Records of labeled points:
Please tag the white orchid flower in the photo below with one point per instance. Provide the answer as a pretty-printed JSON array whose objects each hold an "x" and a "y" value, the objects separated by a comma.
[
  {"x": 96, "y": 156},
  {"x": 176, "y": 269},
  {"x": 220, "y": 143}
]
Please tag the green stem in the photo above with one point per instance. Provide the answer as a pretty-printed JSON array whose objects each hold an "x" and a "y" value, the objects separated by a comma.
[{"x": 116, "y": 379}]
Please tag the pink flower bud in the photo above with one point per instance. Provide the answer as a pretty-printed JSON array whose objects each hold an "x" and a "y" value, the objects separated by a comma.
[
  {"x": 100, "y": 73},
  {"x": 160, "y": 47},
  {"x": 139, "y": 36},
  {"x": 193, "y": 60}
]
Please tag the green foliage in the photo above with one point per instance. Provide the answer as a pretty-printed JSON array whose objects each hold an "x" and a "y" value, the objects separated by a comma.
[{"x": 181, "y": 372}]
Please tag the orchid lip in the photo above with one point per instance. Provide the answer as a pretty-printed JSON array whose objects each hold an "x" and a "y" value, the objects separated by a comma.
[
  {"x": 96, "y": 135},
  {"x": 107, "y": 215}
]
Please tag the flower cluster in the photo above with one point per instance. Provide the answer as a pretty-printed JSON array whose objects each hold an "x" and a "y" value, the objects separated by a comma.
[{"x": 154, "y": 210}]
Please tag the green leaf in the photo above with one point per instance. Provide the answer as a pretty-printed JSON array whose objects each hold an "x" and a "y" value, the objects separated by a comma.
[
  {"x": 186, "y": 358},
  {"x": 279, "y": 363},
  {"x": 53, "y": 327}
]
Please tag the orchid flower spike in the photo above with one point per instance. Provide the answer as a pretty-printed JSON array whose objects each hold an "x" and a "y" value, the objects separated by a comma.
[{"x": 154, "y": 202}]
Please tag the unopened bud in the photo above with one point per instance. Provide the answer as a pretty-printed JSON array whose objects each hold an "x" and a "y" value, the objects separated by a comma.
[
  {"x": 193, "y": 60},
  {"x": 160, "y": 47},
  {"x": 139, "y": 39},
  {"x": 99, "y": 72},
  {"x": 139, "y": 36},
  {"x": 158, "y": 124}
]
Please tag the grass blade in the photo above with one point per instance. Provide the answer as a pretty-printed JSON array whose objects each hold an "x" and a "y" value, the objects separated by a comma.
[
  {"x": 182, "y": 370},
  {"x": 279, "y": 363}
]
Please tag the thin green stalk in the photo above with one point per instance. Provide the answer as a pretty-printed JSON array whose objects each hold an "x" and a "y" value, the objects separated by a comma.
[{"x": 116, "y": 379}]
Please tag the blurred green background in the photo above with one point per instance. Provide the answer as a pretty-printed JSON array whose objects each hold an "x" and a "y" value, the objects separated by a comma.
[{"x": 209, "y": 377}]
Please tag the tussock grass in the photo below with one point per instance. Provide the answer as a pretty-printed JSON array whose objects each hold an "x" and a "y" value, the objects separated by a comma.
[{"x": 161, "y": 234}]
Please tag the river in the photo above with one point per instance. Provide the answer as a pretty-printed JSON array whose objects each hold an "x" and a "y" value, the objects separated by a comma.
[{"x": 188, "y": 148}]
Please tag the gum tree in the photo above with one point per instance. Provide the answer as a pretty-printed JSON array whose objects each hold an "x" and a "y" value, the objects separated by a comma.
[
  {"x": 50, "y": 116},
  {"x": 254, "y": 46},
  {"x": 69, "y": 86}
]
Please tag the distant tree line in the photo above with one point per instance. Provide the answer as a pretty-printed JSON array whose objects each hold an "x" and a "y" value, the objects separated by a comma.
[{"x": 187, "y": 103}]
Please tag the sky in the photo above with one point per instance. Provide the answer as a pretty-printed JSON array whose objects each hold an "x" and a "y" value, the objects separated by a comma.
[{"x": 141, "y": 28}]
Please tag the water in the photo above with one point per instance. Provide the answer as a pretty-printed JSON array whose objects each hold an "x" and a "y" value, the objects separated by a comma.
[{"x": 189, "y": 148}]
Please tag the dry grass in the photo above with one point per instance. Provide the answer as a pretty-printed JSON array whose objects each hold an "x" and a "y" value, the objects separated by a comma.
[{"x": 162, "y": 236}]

Stated problem: Copy out the full set of records precisely, leaving nothing out.

Solution:
Please tag the white orchid flower in the photo below with one point per instance. Provide the answer as a pretty-printed JSON array whose objects each hold an "x" and a "y" value, the objects separated by a comma.
[
  {"x": 96, "y": 156},
  {"x": 176, "y": 269},
  {"x": 220, "y": 143}
]
Please tag the green stem in the photo above with one point per instance. Provide the answer as a pretty-printed JSON array whose objects each hold an "x" and a "y" value, the objects separated by a comma.
[{"x": 116, "y": 379}]
Please tag the pink flower bud in the photo above with one point per instance. Provide the answer as a pretty-printed JSON array whose objects each hold an "x" and a "y" value, the objects separated by a comma.
[
  {"x": 100, "y": 73},
  {"x": 160, "y": 47},
  {"x": 139, "y": 36},
  {"x": 193, "y": 60}
]
Please tag the green foliage in the photo above with one point per instance. Provide the answer as a pretty-printed JSON array whose objects each hold an "x" and a "y" value, the objects separated by a comma.
[{"x": 181, "y": 372}]
Please tag the orchid lip in the photo above with one point per instance. Provide the answer as a pretty-printed JSON array whose objects each hold an "x" and a "y" value, the objects separated by a comma.
[
  {"x": 96, "y": 135},
  {"x": 107, "y": 215}
]
Please tag the flower cluster in the photo above with one point per instance. Provide the answer as a pretty-printed JSON array whose objects each hold an "x" and a "y" value, the objects separated by a comma.
[{"x": 154, "y": 210}]
Please tag the green leaf in the photo above with one point per instance. Provide the answer as a pretty-printed JSON array whose objects each hold an "x" and a "y" value, the objects separated by a comma.
[
  {"x": 186, "y": 358},
  {"x": 279, "y": 363},
  {"x": 53, "y": 327}
]
Please tag the orchid flower spike in the photo above with one point per instance. Provide the answer as a pretty-printed JSON array whose objects each hold an "x" and a "y" value, the objects separated by a comma.
[{"x": 154, "y": 202}]
Please tag the unopened bud in the photo above with one point per instance. Provide the answer as a pretty-printed JSON array whose objects each hold an "x" and a "y" value, the objects separated by a comma.
[
  {"x": 193, "y": 60},
  {"x": 160, "y": 47},
  {"x": 139, "y": 39},
  {"x": 99, "y": 72},
  {"x": 139, "y": 36},
  {"x": 158, "y": 124}
]
Please tag the grass blade in the photo above with one point per instance. Provide the answer as a pretty-printed JSON array whose objects each hold an "x" and a "y" value, the objects separated by a comma.
[
  {"x": 182, "y": 370},
  {"x": 279, "y": 363}
]
Please tag the thin green stalk in the photo above with one point per instance. Provide the answer as a pretty-printed JSON array whose objects each hold an "x" and a "y" value, the objects separated by a comma.
[{"x": 116, "y": 379}]
Please tag the blurred green background in the photo above with one point per instance. Provide the answer as a pretty-printed JSON array whose objects each hold an "x" and a "y" value, the objects separated by a comma.
[{"x": 209, "y": 377}]
Please tag the tussock grass in the photo below with one point per instance. Provide the answer as a pretty-printed JSON array whose objects each hold an "x" and a "y" value, the objects separated by a comma.
[{"x": 161, "y": 234}]
Please tag the river in the photo above with one point per instance. Provide the answer as a pretty-printed JSON array whose objects each hold an "x" and a "y" value, the objects separated by a comma.
[{"x": 188, "y": 148}]
Please tag the gum tree in the photo above with one point per instance. Provide the answer as a pretty-printed JSON array whose objects each hold an "x" and a "y" value, the objects separated by a comma.
[
  {"x": 50, "y": 116},
  {"x": 254, "y": 46},
  {"x": 69, "y": 86}
]
Please tag the distant tree line in the photo above with one point per instance. Provide the answer as a pretty-printed JSON array whose objects each hold an "x" and a "y" value, the objects separated by a comma.
[{"x": 187, "y": 103}]
Please tag the sky in the photo above with one point per instance. Provide the answer as a pretty-printed JSON array whose objects each hold an "x" and a "y" value, the objects separated by a comma.
[{"x": 141, "y": 28}]
Please tag the water in the photo above with one point per instance. Provide the answer as a pretty-printed JSON array whose objects each hold an "x" and a "y" value, the objects separated by a comma.
[{"x": 189, "y": 148}]
Please tag the dry grass in the photo above with one point per instance. Provide the answer as a pretty-printed JSON array whose objects each hold an "x" and a "y" value, the objects separated by a comma.
[{"x": 162, "y": 236}]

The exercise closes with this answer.